| Trecho fornecido |

O líder da Al Qaeda foi lançado ao mar pelos americanos. Surpreendente? Nem um pouco. Desaparecer com o corpo de um inimigo que pode criar problemas depois de morto, como o führer, é comum desde a Roma antiga
O cemitério de Père Lachaise fica no fim da avenue de la
République e é atração turística em Paris. Ali repousam os corpos de
celebridades, como Balzac, Oscar Wilde, Chopin, Maria Callas, Isadora
Duncan, Allan Kardec... Mas é o túmulo de Jim Morrison, da banda The
Doors, o que assusta as autoridades parisienses. Morto em 1971, aos 27
anos, Morrison se tornou uma espécie de mártir de sua geração - teria
sido mesmo uma overdose ou foi uma conspiração da CIA para eliminar
agitadores como ele, Jimi Hendrix, Janis Joplin e Brian Jones?
Sua
tumba virou ponto de peregrinação, culto e vandalismo. No início de
maio, quando os americanos lançaram o corpo de Osama bin Laden no mar,
cortaram pela raiz a chance de seus seguidores também terem um local
para pranteá-lo, para transformar em destino de peregrinação e para
manter como foco de propagação de suas ideias. Se a cova de um roqueiro
tinha esse poder, do que seria capaz o túmulo de um líder terrorista?

Entradas de anotação de coordenadas
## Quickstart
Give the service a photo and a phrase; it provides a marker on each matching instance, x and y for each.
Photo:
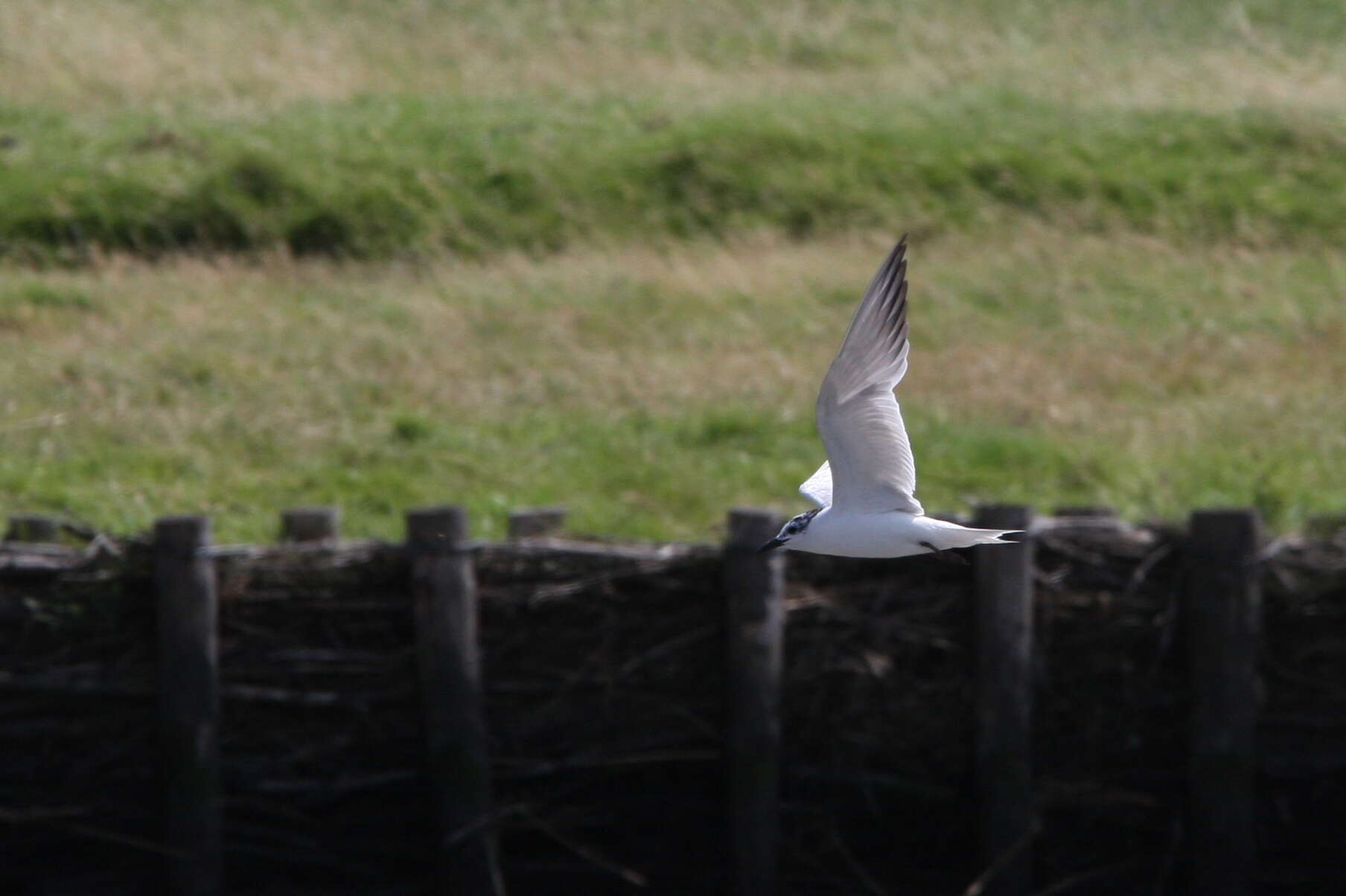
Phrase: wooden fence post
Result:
(754, 587)
(1003, 644)
(310, 524)
(189, 704)
(444, 598)
(536, 521)
(1224, 612)
(31, 528)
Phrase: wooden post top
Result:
(310, 524)
(182, 534)
(751, 528)
(436, 529)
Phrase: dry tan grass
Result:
(754, 319)
(236, 56)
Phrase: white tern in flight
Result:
(866, 487)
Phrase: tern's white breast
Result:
(881, 534)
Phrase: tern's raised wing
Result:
(819, 486)
(859, 420)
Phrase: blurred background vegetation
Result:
(599, 252)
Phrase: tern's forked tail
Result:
(948, 536)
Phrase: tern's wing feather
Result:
(859, 420)
(819, 486)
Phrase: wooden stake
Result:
(1224, 611)
(444, 598)
(310, 524)
(1003, 580)
(754, 587)
(538, 521)
(189, 704)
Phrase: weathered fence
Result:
(1211, 584)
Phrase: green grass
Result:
(393, 175)
(599, 252)
(649, 391)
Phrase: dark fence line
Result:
(1222, 607)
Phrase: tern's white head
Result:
(792, 529)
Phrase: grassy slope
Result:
(1127, 275)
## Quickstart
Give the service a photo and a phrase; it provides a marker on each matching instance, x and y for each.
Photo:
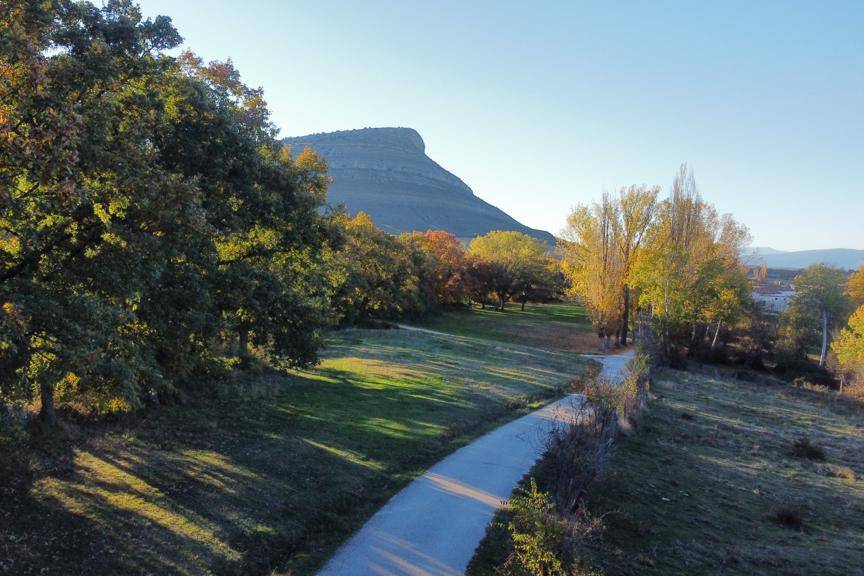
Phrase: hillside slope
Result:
(386, 173)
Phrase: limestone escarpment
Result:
(386, 173)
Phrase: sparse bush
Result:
(844, 472)
(804, 448)
(581, 446)
(538, 535)
(788, 518)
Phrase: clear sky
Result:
(539, 106)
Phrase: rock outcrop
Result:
(386, 173)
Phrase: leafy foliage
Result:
(151, 223)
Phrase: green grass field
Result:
(276, 472)
(710, 485)
(559, 326)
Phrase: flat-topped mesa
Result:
(399, 138)
(386, 173)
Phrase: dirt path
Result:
(433, 526)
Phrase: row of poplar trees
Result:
(675, 259)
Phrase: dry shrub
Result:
(580, 446)
(834, 471)
(788, 518)
(804, 448)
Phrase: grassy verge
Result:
(272, 479)
(557, 326)
(719, 481)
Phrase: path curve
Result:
(433, 525)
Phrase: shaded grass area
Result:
(268, 480)
(559, 326)
(712, 484)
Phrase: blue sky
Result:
(541, 106)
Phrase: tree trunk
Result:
(243, 341)
(716, 334)
(625, 317)
(46, 412)
(823, 357)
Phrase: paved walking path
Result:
(433, 526)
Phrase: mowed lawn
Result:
(275, 473)
(711, 486)
(560, 326)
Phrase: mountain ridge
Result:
(386, 173)
(846, 258)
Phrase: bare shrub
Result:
(581, 446)
(788, 518)
(805, 448)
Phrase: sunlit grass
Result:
(243, 484)
(555, 326)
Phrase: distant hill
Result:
(386, 173)
(846, 258)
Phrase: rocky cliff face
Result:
(385, 172)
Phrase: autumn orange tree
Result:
(448, 254)
(514, 265)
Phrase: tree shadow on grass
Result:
(235, 486)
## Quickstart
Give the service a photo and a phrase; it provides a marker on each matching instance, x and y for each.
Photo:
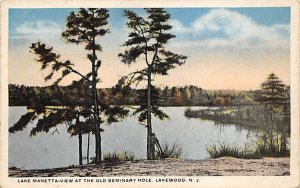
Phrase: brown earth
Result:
(170, 167)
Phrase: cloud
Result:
(39, 30)
(223, 28)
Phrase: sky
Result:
(227, 48)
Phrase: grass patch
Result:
(169, 152)
(224, 150)
(118, 157)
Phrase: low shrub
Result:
(224, 150)
(169, 152)
(118, 157)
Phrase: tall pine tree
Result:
(146, 43)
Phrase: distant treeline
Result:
(21, 95)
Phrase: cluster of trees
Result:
(54, 95)
(271, 114)
(146, 44)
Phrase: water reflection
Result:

| A fazer |
#1 Cite literalmente a parte do trecho fornecido que começa com as palavras que contêm "O líder da Al" e termina com "e Brian Jones?".
#2 De acordo com o trecho fornecido, em que ano Jim Morrison morreu?
Não é preciso consultar as linhas.

| Respostas por tarefa |
#1
O líder da Al Qaeda foi lançado ao mar pelos americanos. Surpreendente? Nem um pouco. Desaparecer com o corpo de um inimigo que pode criar problemas depois de morto, como o führer, é comum desde a Roma antiga
O cemitério de Père Lachaise fica no fim da avenue de la
République e é atração turística em Paris. Ali repousam os corpos de
celebridades, como Balzac, Oscar Wilde, Chopin, Maria Callas, Isadora
Duncan, Allan Kardec... Mas é o túmulo de Jim Morrison, da banda The
Doors, o que assusta as autoridades parisienses. Morto em 1971, aos 27
anos, Morrison se tornou uma espécie de mártir de sua geração - teria
sido mesmo uma overdose ou foi uma conspiração da CIA para eliminar
agitadores como ele, Jimi Hendrix, Janis Joplin e Brian Jones?

#2 Em 1971.